> **Extracted records**
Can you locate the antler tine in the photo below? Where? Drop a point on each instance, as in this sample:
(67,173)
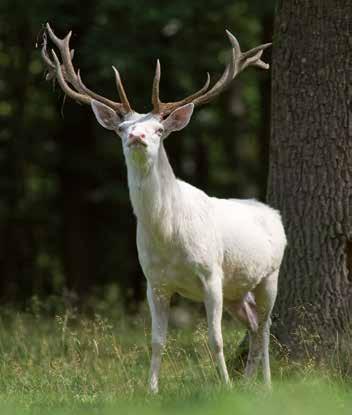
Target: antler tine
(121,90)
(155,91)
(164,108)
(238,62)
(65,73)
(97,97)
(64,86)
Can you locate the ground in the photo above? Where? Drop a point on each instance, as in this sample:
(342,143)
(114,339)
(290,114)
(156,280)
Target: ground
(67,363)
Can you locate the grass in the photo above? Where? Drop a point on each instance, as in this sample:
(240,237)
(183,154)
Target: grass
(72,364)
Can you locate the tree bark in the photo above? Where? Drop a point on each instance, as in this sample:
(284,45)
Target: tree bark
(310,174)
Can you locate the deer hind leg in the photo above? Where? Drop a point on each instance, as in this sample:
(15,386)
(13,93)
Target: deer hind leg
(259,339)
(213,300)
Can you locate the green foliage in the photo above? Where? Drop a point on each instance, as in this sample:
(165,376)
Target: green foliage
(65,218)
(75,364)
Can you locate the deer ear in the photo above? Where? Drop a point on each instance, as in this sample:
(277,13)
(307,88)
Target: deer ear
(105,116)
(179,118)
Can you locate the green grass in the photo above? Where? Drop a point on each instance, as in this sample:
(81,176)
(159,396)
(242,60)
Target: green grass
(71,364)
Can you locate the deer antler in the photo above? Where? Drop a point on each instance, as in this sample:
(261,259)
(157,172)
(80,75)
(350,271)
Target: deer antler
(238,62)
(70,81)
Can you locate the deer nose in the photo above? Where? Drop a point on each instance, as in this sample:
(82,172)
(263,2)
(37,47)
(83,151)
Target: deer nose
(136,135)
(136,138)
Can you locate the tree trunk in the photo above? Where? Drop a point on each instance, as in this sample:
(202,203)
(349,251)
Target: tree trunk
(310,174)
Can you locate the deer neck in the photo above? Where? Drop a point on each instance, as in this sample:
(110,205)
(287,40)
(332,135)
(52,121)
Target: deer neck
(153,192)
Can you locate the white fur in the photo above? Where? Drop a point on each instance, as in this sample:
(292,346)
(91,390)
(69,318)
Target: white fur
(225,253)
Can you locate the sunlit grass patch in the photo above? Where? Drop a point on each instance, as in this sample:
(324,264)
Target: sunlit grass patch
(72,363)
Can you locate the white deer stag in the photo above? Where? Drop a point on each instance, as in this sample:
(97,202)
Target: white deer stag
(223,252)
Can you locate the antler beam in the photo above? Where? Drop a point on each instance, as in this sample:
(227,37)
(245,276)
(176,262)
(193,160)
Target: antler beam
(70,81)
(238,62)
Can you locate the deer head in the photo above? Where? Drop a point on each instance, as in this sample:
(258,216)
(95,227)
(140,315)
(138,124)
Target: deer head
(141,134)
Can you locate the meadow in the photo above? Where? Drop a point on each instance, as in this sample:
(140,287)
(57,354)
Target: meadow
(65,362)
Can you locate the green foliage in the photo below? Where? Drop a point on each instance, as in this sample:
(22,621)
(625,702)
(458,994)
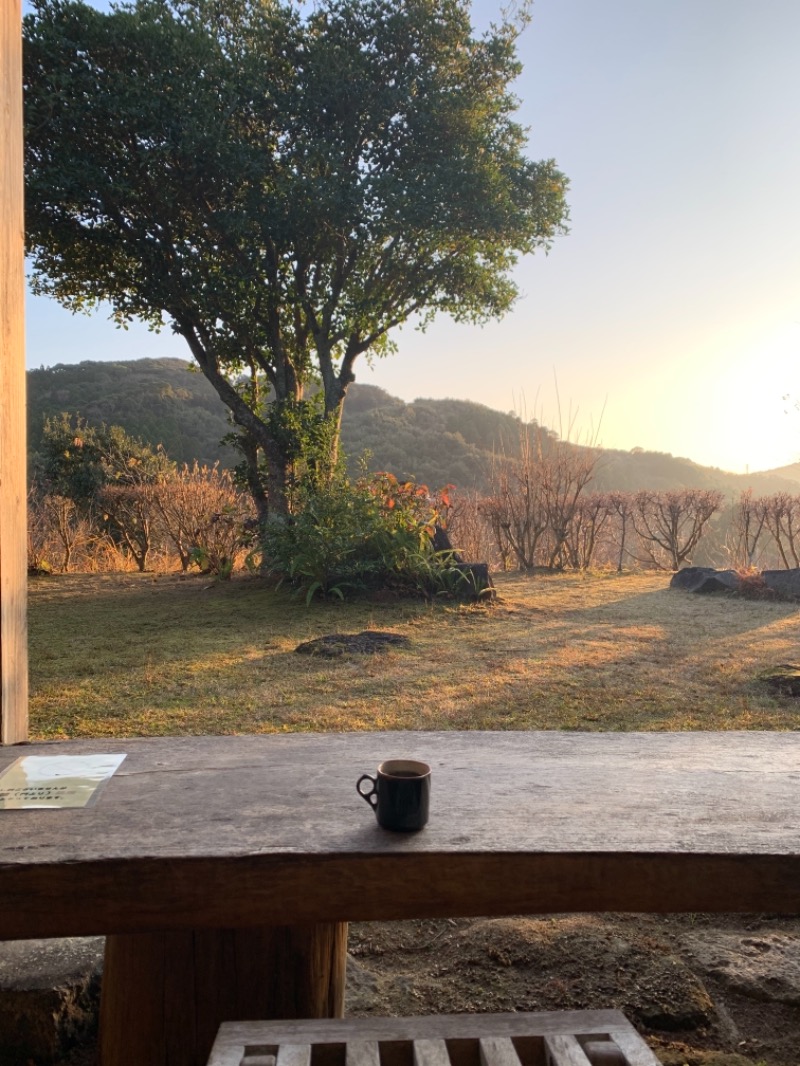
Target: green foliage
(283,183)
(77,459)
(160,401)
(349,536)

> **What you are asked to do**
Whenever the string "below" shows up on a line of the listing, copy that line.

> **Response**
Can you locate the antler tine in the photo below? Where? Drop a point on each instance, as in this sample:
Can you locate the green foliage in the photo below? Where? Drop a point on each instance, as in this sample:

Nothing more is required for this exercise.